■ WORK TO BE COMPLETED: Output, word for word, every line from the line with "of the athletic" through the final line of the data below.

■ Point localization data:
+--

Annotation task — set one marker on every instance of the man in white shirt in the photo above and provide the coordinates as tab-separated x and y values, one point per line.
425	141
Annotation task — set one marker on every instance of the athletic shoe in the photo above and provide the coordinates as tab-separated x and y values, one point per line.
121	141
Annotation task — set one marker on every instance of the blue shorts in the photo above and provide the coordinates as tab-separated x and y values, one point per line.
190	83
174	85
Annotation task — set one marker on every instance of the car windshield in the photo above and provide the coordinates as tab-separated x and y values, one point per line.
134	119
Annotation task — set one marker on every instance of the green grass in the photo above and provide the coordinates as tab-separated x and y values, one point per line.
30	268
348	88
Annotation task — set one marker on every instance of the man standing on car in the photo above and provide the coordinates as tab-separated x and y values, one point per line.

+--

■ RESPONSE BOX:
Annotation task — set one marker on every instance of the athletic shoe in the photo above and provide the coordinates as tab-separated x and y values, one point per line.
121	141
Annotation task — set one marker on every instance of the blue shorts in the photo above and provide the coordinates as tab-separated x and y values, one point per line.
190	83
174	85
Annotation task — set one marker on every instance of the car windshield in the photo above and provide the coordinates as tab-separated x and y values, one point per line.
134	119
Annotation task — set one marker on every instance of the green grass in the photo above and provide the coordinates as tab-separated x and y values, one point per line.
30	268
348	88
Annotation task — set one marker on every instance of the man standing on car in the photo above and provide the coordinates as tab-separated x and y values, one point per line.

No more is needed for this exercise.